Aim of the exercise ▸ The records below are to be copied word for word, with every picture left out.

Task input ▸
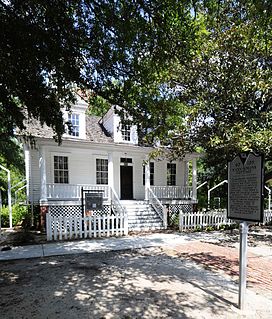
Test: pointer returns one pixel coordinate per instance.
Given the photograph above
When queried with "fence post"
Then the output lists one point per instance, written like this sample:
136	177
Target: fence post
180	220
48	227
125	224
165	211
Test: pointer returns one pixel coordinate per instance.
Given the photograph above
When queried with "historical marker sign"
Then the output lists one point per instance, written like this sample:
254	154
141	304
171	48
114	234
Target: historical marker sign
245	188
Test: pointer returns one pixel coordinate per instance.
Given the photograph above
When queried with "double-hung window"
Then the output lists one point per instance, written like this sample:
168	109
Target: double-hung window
61	172
125	130
74	120
171	174
152	173
101	171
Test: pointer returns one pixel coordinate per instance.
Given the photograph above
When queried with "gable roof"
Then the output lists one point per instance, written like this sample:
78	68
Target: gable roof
95	132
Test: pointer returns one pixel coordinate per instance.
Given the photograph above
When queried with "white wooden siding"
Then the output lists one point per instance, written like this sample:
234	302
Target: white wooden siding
82	167
34	192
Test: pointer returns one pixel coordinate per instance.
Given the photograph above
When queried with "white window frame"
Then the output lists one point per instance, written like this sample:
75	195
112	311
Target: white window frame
126	132
170	173
99	174
152	174
74	119
65	179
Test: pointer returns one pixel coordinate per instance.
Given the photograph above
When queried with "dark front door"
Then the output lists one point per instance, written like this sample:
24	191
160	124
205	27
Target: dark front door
126	177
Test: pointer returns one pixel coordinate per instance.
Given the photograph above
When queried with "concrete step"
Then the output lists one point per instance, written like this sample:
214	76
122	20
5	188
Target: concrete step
144	228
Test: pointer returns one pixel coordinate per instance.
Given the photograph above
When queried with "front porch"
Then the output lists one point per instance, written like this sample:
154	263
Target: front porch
73	192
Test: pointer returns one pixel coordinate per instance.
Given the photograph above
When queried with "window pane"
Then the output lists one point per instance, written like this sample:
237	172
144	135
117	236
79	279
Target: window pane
101	171
61	173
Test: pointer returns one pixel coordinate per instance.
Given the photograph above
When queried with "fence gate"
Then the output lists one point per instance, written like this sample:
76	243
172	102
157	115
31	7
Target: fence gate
63	227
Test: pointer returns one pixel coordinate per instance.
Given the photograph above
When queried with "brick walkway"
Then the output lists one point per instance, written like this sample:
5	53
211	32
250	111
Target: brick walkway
226	260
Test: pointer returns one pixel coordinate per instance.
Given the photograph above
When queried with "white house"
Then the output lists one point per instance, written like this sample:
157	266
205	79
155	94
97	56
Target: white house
102	158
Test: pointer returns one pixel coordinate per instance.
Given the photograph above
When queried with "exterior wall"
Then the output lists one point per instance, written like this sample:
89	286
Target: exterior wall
33	179
111	122
160	178
82	167
108	121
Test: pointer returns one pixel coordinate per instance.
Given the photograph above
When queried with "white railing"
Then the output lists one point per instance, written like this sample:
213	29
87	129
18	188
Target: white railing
178	192
215	219
60	228
157	205
116	204
201	220
64	191
267	216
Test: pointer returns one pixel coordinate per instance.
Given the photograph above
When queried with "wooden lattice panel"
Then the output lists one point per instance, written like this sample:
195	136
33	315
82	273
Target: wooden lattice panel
173	213
74	210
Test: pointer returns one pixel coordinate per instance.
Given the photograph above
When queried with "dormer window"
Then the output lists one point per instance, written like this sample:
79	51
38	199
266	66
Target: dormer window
125	129
74	120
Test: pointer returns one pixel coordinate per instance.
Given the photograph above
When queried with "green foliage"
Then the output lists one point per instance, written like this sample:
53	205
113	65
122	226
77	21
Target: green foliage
19	214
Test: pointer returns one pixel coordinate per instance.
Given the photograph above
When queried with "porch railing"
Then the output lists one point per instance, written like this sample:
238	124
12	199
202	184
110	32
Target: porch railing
116	204
157	205
171	192
71	191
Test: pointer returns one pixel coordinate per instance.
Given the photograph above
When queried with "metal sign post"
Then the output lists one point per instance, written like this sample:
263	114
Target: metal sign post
242	264
245	203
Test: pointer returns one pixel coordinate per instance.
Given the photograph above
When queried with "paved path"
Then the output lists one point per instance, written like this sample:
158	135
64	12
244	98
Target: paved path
198	251
225	260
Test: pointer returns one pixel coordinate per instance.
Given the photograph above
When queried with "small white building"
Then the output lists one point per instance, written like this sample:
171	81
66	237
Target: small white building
102	157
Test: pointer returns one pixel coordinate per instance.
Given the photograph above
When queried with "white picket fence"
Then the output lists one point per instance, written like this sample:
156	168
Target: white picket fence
190	221
60	228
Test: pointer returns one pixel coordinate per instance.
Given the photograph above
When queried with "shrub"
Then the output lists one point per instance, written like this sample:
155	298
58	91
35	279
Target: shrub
19	214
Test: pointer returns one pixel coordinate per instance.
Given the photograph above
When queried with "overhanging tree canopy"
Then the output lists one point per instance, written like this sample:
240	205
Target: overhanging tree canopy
197	72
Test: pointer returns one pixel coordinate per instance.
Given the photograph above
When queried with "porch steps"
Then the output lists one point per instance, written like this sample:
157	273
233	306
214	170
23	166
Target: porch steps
141	216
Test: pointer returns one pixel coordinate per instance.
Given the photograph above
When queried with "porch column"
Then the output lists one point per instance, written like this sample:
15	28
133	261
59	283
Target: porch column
194	178
27	172
110	171
147	179
42	164
186	173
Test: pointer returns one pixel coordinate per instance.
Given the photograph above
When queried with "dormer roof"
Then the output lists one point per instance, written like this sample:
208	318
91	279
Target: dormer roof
94	131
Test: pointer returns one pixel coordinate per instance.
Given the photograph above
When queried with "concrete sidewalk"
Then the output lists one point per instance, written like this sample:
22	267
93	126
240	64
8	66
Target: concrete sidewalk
94	245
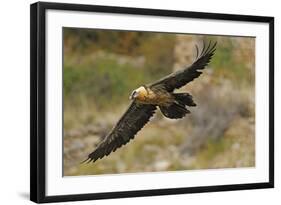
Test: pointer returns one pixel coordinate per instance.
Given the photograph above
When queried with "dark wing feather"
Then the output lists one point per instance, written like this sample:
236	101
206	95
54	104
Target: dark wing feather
182	77
130	123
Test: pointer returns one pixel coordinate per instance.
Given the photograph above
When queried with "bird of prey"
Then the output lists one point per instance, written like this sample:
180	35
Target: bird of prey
147	98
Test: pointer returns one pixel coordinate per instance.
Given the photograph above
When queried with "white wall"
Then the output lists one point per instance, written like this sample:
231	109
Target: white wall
14	100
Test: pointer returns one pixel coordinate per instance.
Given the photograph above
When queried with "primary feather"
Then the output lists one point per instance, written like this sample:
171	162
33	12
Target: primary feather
138	114
129	124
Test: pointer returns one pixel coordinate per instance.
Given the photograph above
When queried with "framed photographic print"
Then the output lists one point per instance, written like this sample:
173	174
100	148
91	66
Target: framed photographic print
129	102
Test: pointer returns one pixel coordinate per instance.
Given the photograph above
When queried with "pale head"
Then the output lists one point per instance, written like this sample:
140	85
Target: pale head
138	93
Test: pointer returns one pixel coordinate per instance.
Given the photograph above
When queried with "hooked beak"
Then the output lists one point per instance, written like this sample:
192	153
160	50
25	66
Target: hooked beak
133	95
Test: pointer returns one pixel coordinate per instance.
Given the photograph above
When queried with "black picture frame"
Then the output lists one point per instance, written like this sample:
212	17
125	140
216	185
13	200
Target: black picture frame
38	101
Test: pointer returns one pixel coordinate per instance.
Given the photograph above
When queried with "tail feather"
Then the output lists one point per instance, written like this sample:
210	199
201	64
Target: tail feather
178	108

Output below ▸
Test: pointer returns one pixel coordinate per instance.
Given the photograph above
When queried with "fence post"
Then the output lists one point per instance, written like this sample:
136	177
Target: fence post
180	220
48	227
125	224
165	211
Test: pointer returns one pixel coordinate per instance.
Given the photograph above
When queried with "historical marker sign"
Then the output lists one point per instance, written like this sample:
254	154
141	304
171	48
114	234
Target: historical marker sign
245	188
Test: pointer returns one pixel coordinate per instance.
Given the photograph above
When queried with "double-hung window"
Then the output lists one point per instance, written like this sample:
168	109
Target: double-hung window
61	172
125	130
74	120
171	174
152	173
101	171
Test: pointer returns one pixel coordinate per instance.
Given the photograph above
When queried with "gable roof"
Then the output lists one point per instance, written like this sample:
78	68
Target: gable roof
95	132
Test: pointer returns one pixel coordinate per instance.
Given the photograph above
When queried with "white wooden siding"
Then the output lists one point per instance, written like this sample:
234	302
Target: white wooden siding
82	167
34	192
Test: pointer returns one pixel coordinate per instance.
Given the photograph above
When queried with "white window frame"
Then the output lists one point per instance, written like this sample:
75	195
112	311
Target: white window frame
126	132
170	173
99	174
152	174
74	119
65	179
Test: pointer returns one pixel coordinate per instance.
Given the photograph above
When queried with "dark front door"
Then the output lists one point per instance, written like this sample:
24	191
160	124
205	27
Target: dark front door
126	177
Test: pointer returns one pixel coordinate per instance.
Given the photograph above
When queried with "concrete step"
Then the output lists one point per instance, written like this sample:
214	76
122	20
5	188
Target: concrete step
144	228
Test: pointer returns one pixel coordinate per instance.
Given the photograph above
When queried with "front porch"
Then the output lists one point per instance, written like this sample:
154	263
Target: front porch
73	192
Test: pointer returns one pixel coordinate per instance.
Given the photograph above
When queried with "window pane"
Then the output lists one point per instance, written like this sample:
237	172
144	135
117	236
79	279
Target: window pane
101	171
61	173
Test: pointer returns one pixel coordinate per instance.
Given the photograph above
When queried with "fence gate"
Then the output lists one point per instance, written like this sample:
76	243
172	102
157	115
31	7
Target: fence gate
63	227
Test: pointer returns one pixel coordinate per instance.
Given the photograph above
When queried with "brick walkway"
Then the output lists one point per instance, written like this sample:
5	53
211	32
250	111
Target: brick walkway
226	260
Test: pointer returns one pixel coordinate per instance.
Given the photograph above
When queried with "white house"
Then the output lists one point per instance, written like this sample:
157	266
205	79
155	94
97	56
Target: white house
102	158
Test: pointer returns one pixel coordinate per instance.
Given the photograph above
When queried with "exterior wall"
Then the output lists one point per instance, written like this sample:
89	286
Target: exterior wall
33	179
111	122
160	178
82	167
108	121
Test: pointer returns one pixel coordinate per instance.
Given the photograph above
When queried with "white railing"
Then the output lists one point per instance, written like this sample:
213	29
87	129
18	188
Target: white railing
178	192
215	219
60	228
157	205
116	204
201	220
64	191
267	216
Test: pointer returns one pixel coordinate per instance.
Given the photograph above
When queried with "wooden lattice panel"
Then the output lists one point per instance, written like this sample:
195	136
33	315
82	273
Target: wooden lattice panel
173	213
74	210
Test: pointer returns one pixel coordinate per instance.
Given the photograph above
When queried with "dormer window"
Then the output lists one point per instance, written like this sample:
79	51
38	199
266	66
Target: dormer window
125	129
74	120
Test: pointer returns one pixel coordinate per instance.
Given the photograph above
When queried with "green foliage"
Then the output lists one point per instance, written like this sample:
53	205
113	65
122	226
77	21
Target: green foliage
19	214
Test: pointer returns one pixel coordinate per instance.
Given the photograph above
When queried with "porch railing"
Then the output lists one point per instance, written like this sample:
238	124
12	199
202	184
110	32
Target: porch railing
116	204
157	205
171	192
71	191
Test: pointer returns one pixel coordinate per instance.
Given the photograph above
When queried with "metal sign post"
Then the output lists one point per instance, written like this sample:
263	114
Target: metal sign post
242	264
245	203
Test: pointer returns one pixel coordinate per instance.
Given the photograph above
When queried with "paved path"
Then the output lists one point per instance, written like this sample:
158	135
64	12
244	98
Target: paved path
198	251
225	260
Test: pointer returns one pixel coordinate per instance.
Given the photograph above
When queried with "small white building"
Then the output lists one point per instance, written like this sample:
171	81
66	237
Target: small white building
102	157
Test: pointer returns one pixel coordinate per instance.
Given the photograph above
When queried with "white picket fence"
Then the output lists one point per instance, written like this sample:
156	168
Target: white picket fence
190	221
60	228
Test: pointer returns one pixel coordinate per instance.
Given the photograph above
When queried with "shrub"
Then the output lists one point per instance, written like this sample:
155	298
58	91
35	279
Target: shrub
19	214
Test: pointer returns one pixel coordinate per instance.
Given the photograph above
When queried with "overhanging tree canopy"
Then the output lists one point per instance, written like this sample:
240	205
Target: overhanging tree canopy
197	72
Test: pointer returns one pixel coordinate per instance.
Given the photograph above
When queried with "porch steps"
Then the output lists one point per instance, written like this sample:
157	273
233	306
214	170
23	166
Target: porch steps
141	216
Test: pointer returns one pixel coordinate per instance.
Given the photograph above
When queried with "porch column"
Then the output lists one point per instance, written like this sample:
15	28
133	261
59	283
Target: porch column
194	178
27	172
110	171
147	179
42	164
186	173
Test: pointer returns one pixel coordinate per instance.
Given the photograph above
When queried with "dormer roof"
Then the output lists one point per instance, written like this sample:
208	318
91	279
Target: dormer roof
94	131
Test: pointer returns one pixel coordinate per instance.
Given the photograph above
When queried with "concrete sidewalk"
Then the output lists one point per instance, written like this sample:
22	267
93	126
240	64
8	66
Target: concrete sidewalk
94	245
Test: pointer returns one pixel coordinate per instance.
Given the photograph above
When queried with "dark wing feather"
Then the output lists one point per instance, written like this sample:
236	101
206	95
54	104
Target: dark wing feather
182	77
130	123
Test: pointer returns one pixel coordinate per instance.
Given the photograph above
When queried with "bird of prey"
Then the output lists one point per instance, written like this sample:
180	35
Target: bird of prey
147	98
Test: pointer returns one pixel coordinate per instance.
Given the photograph above
When queried with "white wall"
Then the output lists one point per instance, written like this sample:
231	109
Target: white wall
14	100
Test: pointer returns one pixel coordinate per instance.
Given the photograph above
When queried with "primary feather"
Then the output lists one point per instance, written like this sample:
171	162
33	12
Target: primary feather
138	114
129	124
Test: pointer returns one pixel coordinate per instance.
Given the photograph above
When queried with "framed photographic print"
Then the output lists one point per instance, written like this sample:
173	174
100	148
91	66
Target: framed photographic print
129	102
Test: pointer returns one pixel coordinate per instance.
Given the photograph above
When queried with "pale head"
Then the output lists one point per instance, written like this sample:
140	85
Target: pale head
138	93
Test: pointer returns one pixel coordinate per instance.
Given the photograph above
When queried with "hooked beak"
Then the output lists one point per instance, written like this sample:
192	153
160	50
25	66
Target: hooked beak
133	95
Test: pointer returns one pixel coordinate per instance.
Given the photograph above
When queried with "black picture frame"
Then the output lists one point per instance, written like this sample:
212	17
125	140
216	185
13	200
Target: black picture frame
38	101
Test: pointer returns one pixel coordinate per instance.
Given the photograph above
When queried with "tail feather"
Then the output lists one point per instance, written like this sample:
210	199
201	64
Target: tail feather
178	108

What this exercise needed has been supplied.